• Supplied text:
□ □ □ □ □ □ □

Before going any further, I think it necessary to explain what I believe constitutes a good anthology and a bad one. The most important thing to note is that a ‘good’ anthology doesn’t contain a high ratio of ‘good’ stories by default. In fact, from a technical standpoint so long as the stories aren’t downright horrible to read, then an anthology filled with mediocre fiction can be classified as ‘good’, or at least ‘technically successful’, while a bad one can be filled with great stories. An anthology exists separately from the literature it contains, being both a vehicle for and passenger of the stories within, which forces it to become an entity in its own right.

A good anthology should contain two of the following three qualities (at a bare minimum): careful pacing, narrative structure and, when at all possible, an anthology should be thematically consistent. While this is difficult to achieve in collections which aren’t tied by any given theme beyond ‘best of year’ or ‘best of [given sub-genre]’ and so on, it can still be achieved by means of ensuring that stories are presented in an order which groups certain themes together while maintaining overall pace and structure.

□ □ □ □ □ □ □

• Items:
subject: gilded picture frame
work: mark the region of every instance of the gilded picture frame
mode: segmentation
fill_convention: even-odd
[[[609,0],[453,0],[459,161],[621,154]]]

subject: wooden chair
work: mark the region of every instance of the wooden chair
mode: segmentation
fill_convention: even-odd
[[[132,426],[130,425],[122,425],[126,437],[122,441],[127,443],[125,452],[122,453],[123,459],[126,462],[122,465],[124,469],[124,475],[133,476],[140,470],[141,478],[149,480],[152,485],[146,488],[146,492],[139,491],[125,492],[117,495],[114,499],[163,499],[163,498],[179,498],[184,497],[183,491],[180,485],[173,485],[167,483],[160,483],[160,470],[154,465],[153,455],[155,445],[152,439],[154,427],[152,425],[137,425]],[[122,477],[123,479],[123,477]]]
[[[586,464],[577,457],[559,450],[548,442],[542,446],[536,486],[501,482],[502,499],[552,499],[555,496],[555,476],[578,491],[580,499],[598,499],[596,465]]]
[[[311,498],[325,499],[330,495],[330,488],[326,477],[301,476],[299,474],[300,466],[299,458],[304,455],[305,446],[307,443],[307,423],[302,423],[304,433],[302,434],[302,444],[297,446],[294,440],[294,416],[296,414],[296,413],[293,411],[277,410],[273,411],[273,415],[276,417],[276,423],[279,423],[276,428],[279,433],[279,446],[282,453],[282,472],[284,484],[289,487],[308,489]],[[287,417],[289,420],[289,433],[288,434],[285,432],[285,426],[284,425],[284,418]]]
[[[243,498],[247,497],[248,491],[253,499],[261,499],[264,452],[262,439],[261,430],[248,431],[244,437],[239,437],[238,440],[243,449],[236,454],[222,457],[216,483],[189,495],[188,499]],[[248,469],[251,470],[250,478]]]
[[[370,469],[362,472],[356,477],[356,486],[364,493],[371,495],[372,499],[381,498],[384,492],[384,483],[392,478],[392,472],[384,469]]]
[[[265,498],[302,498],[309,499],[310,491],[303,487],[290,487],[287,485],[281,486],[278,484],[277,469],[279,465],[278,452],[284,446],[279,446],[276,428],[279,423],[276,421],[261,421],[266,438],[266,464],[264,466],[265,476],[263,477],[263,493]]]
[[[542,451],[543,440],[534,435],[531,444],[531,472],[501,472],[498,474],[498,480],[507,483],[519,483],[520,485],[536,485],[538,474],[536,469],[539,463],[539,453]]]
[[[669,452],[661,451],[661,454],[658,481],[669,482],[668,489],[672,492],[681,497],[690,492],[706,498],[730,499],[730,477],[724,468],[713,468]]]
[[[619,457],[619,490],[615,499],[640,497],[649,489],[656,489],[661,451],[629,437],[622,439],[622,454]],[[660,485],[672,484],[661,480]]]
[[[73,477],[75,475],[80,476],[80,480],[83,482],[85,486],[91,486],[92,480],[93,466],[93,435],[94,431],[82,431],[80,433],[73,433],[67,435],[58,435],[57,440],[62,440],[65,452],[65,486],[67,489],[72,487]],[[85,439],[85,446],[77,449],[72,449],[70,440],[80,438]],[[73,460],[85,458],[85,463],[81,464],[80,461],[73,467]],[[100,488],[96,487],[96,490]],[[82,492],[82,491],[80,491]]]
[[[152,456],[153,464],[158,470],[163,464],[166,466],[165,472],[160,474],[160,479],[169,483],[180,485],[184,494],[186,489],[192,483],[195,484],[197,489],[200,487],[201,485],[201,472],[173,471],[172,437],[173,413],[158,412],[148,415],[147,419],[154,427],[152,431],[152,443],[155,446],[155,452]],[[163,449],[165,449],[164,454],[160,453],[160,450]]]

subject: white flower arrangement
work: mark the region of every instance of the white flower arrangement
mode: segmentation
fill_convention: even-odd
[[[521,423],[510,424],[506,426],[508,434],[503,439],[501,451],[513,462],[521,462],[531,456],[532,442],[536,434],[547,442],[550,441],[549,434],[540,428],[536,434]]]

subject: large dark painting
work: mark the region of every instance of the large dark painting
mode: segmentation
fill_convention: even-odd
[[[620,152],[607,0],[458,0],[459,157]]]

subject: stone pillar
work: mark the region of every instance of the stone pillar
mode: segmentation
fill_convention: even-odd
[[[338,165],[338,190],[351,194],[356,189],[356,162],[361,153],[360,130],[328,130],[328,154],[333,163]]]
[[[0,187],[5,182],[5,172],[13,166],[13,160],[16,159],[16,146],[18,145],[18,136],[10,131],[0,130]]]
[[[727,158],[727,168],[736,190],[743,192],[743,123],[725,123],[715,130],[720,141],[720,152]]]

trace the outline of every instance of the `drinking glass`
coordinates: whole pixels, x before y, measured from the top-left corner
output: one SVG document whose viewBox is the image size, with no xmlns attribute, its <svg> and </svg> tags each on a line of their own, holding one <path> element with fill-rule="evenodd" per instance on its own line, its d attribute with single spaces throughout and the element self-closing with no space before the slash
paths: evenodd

□ □ □ □ □ □ □

• Task 1: Format the lines of the entries from the one containing "trace the outline" through the end of the entries, inclusive, as a Markdown table with columns n and Line, numbering each row and skipping blank lines.
• Task 2: Resume the passage on anthologies where it stops.

• Task answer 1:
| n | Line |
|---|---|
| 1 | trace the outline of every instance of the `drinking glass` |
| 2 | coordinates: whole pixels, x before y, measured from the top-left corner |
| 3 | output: one SVG document whose viewBox is the image size, with no xmlns attribute, its <svg> and </svg> tags each on a line of their own, holding one <path> element with fill-rule="evenodd" per instance on its own line, its d attribute with single spaces throughout and the element self-closing with no space before the slash |
| 4 | paths: evenodd |

• Task answer 2:
A bad anthology contains a bunch of stories thrown together with reckless abandon. A bad anthology does not exhibit its contents, it merely allows you a convenient place to see them. It really is as marked as the difference between visiting an exhibit in an art gallery and a shop which happens to sell art.

The good, the bad and the almost good:

Murder Most Foul:

Couldn't find a cover illustration online, so you get my crap photography. Cover art is uncredited in the book.

No anthology of the ones being examined contains so many works by big hitters and names for the ages, and yet, the overall impression it leaves on the reader is one of ambivalence. While it does have a theme of sorts, Murder! The foul kind!, the stories aren’t really placed so much as deposited. While someone involved in the process obviously thought ‘Open strongly so the reader doesn’t lose interest’, and any anthology which opens with a story by Ray Bradbury is opening strongly, beyond that obvious piece of structural thought little attention was given to the pace and structure of the anthology as a whole. The stories fluctuate between the gruesome, the clever, the too clever by half and the light and frothy at a rapid enough pace to cause emotional whiplash (if that was an actual thing, which it isn’t).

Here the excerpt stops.